Instructions to follow =>
Could you repeat, word for word, every line from the one containing "TARGET = front bumper" through the final line of the records below, and nothing else?

Stored items =>
--*--
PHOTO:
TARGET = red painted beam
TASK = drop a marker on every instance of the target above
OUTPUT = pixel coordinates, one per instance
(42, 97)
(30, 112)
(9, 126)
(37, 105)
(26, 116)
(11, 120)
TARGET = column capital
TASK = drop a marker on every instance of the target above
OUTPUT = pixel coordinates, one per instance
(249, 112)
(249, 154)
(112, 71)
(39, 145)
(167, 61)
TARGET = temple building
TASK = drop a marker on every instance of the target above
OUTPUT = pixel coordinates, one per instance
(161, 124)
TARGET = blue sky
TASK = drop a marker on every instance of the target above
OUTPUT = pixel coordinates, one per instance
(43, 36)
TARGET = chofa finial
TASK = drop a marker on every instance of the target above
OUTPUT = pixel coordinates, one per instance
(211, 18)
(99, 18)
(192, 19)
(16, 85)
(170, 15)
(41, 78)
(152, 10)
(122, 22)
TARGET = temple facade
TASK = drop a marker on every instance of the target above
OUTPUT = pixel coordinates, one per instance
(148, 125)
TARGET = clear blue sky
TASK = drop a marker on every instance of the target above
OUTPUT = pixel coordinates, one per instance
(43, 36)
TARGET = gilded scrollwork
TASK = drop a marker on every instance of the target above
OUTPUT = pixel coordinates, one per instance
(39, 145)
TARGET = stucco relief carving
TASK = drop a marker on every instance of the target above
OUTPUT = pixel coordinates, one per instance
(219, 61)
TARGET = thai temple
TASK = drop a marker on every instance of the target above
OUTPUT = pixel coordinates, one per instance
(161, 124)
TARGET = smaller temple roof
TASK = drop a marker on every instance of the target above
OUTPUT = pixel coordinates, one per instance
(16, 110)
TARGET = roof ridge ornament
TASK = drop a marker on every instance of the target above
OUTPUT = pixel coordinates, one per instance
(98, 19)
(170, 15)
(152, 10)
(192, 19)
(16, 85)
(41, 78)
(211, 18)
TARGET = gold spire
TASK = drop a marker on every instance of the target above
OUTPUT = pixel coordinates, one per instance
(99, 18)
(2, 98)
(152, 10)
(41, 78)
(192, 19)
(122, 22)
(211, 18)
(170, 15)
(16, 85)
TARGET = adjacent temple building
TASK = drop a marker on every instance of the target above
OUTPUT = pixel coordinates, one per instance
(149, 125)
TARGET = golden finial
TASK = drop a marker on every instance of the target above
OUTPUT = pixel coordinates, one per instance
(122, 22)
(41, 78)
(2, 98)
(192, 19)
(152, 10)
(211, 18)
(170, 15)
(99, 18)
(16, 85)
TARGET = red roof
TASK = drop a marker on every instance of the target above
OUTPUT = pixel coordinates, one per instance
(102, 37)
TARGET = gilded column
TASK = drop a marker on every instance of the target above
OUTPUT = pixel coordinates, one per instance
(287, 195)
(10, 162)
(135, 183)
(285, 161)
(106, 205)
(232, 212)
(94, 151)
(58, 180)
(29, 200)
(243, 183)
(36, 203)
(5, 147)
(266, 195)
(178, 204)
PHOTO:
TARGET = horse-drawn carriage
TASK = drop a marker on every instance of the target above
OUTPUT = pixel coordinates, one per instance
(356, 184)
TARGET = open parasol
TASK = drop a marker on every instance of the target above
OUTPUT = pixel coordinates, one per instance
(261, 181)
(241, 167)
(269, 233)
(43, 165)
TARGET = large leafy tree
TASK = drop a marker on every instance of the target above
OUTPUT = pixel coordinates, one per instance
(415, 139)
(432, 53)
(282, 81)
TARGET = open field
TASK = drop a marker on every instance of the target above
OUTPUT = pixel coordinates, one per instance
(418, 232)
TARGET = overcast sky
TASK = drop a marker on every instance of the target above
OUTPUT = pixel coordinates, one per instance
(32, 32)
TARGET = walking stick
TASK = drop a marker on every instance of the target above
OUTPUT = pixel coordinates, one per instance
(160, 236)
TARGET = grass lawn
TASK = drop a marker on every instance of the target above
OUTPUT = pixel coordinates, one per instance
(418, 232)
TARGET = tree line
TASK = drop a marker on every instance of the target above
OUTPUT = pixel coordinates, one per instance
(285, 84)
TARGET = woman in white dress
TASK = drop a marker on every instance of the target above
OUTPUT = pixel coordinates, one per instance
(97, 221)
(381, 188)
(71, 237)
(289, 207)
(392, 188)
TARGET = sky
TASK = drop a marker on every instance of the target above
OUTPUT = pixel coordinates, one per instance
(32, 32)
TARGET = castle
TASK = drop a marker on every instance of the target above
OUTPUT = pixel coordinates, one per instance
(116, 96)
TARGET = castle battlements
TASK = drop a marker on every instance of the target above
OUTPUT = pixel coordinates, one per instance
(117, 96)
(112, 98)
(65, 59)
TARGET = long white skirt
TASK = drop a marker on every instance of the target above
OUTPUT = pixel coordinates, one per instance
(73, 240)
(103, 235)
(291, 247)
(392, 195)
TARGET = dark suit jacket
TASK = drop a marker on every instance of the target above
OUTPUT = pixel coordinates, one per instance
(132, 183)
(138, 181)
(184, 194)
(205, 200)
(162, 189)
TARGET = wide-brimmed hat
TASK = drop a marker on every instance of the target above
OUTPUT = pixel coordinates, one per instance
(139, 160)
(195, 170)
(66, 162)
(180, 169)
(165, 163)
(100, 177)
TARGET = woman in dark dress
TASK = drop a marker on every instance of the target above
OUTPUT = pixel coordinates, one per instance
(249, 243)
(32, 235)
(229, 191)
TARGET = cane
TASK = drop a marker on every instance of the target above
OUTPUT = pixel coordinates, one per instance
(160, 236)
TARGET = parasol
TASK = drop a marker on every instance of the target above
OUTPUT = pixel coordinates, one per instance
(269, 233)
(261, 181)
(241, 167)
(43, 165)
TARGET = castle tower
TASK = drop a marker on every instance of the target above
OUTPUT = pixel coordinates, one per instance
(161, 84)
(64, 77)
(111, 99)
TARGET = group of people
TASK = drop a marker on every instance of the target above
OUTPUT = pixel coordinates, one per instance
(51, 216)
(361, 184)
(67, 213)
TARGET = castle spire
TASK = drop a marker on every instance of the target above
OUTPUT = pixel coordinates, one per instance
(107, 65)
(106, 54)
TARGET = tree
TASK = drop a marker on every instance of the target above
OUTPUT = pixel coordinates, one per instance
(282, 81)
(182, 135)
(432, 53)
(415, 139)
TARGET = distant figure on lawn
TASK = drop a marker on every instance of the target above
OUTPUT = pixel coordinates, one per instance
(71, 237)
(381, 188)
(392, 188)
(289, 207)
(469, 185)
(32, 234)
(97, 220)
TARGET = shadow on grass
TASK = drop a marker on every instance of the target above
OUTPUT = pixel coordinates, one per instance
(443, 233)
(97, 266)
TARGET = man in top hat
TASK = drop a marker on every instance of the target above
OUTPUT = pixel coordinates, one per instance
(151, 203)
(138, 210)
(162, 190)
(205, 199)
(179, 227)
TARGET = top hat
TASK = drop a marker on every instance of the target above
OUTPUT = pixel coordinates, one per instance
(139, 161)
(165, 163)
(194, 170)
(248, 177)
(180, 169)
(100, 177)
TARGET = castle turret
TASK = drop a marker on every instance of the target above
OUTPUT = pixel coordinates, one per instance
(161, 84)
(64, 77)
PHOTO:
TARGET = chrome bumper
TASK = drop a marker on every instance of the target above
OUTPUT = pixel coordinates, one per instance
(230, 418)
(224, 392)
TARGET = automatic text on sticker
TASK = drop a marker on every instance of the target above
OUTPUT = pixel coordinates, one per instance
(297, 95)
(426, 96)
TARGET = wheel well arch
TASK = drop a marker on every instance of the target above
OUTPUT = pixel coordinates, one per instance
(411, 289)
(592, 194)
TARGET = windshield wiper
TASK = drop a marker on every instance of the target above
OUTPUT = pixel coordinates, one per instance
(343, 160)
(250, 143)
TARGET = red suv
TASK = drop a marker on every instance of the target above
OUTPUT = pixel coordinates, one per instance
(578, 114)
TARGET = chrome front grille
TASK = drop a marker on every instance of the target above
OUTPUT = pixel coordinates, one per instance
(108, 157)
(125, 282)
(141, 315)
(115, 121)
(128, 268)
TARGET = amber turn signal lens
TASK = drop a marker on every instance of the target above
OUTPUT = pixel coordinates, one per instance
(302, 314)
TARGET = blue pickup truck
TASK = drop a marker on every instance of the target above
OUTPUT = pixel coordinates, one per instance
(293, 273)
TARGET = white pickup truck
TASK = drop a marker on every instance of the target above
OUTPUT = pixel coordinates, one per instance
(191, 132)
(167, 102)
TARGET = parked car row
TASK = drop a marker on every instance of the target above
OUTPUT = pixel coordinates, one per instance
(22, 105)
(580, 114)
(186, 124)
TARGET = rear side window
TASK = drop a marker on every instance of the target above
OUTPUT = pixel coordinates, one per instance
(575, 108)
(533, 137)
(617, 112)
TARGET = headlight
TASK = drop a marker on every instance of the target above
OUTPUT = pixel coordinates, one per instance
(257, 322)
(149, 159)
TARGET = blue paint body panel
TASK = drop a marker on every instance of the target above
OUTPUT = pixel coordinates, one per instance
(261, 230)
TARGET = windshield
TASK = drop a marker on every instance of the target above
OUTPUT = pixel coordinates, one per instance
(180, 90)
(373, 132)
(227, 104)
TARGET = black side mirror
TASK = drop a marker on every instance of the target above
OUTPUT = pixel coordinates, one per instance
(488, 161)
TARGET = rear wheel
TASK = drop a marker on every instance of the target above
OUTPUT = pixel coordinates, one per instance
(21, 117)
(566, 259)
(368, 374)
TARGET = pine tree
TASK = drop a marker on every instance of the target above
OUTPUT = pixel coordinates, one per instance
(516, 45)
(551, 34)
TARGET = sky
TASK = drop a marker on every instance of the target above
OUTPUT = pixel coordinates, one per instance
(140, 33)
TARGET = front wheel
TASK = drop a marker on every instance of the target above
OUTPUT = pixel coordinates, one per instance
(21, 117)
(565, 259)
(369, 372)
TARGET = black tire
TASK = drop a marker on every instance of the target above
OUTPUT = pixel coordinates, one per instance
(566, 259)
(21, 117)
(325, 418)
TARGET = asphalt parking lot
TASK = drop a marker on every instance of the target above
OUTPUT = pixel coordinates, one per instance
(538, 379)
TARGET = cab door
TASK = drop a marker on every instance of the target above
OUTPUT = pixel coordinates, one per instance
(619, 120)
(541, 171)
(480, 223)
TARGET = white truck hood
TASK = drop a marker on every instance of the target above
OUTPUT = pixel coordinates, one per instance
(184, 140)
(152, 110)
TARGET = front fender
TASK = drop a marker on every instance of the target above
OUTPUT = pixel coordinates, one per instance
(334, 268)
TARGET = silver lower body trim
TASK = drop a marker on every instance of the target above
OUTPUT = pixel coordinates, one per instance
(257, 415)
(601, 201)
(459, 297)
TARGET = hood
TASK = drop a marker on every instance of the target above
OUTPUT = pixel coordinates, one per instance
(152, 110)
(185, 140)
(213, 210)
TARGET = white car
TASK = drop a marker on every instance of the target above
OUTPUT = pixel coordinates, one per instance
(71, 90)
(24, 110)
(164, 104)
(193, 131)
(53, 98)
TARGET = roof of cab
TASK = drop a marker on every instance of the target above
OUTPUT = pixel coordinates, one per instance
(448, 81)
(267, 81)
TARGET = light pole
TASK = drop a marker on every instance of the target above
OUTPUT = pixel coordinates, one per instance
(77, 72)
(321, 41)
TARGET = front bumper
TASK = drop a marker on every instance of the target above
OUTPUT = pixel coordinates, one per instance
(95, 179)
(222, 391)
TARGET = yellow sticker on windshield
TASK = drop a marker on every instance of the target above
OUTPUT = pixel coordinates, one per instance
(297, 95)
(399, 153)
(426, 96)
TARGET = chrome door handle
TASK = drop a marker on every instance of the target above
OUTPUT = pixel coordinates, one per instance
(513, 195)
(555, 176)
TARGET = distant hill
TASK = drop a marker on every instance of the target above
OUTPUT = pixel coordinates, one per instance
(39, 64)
--*--
Solved problem =>
TARGET = front bumper
TASK = drop a marker on every instance of the target above
OUTPUT = pixel coordinates, one per instance
(95, 179)
(222, 391)
TARGET = yellow sticker on windshield
TASK = drop a marker on every instance of the target above
OUTPUT = pixel coordinates, one per instance
(297, 95)
(399, 153)
(426, 96)
TARGET = chrome door handle
TASK = drop a marker on every instance of the target above
OUTPUT = pixel coordinates, one per instance
(513, 195)
(555, 176)
TARGET = distant hill
TASK = drop a marker on every instance of the target above
OUTPUT = pixel coordinates, one per instance
(39, 64)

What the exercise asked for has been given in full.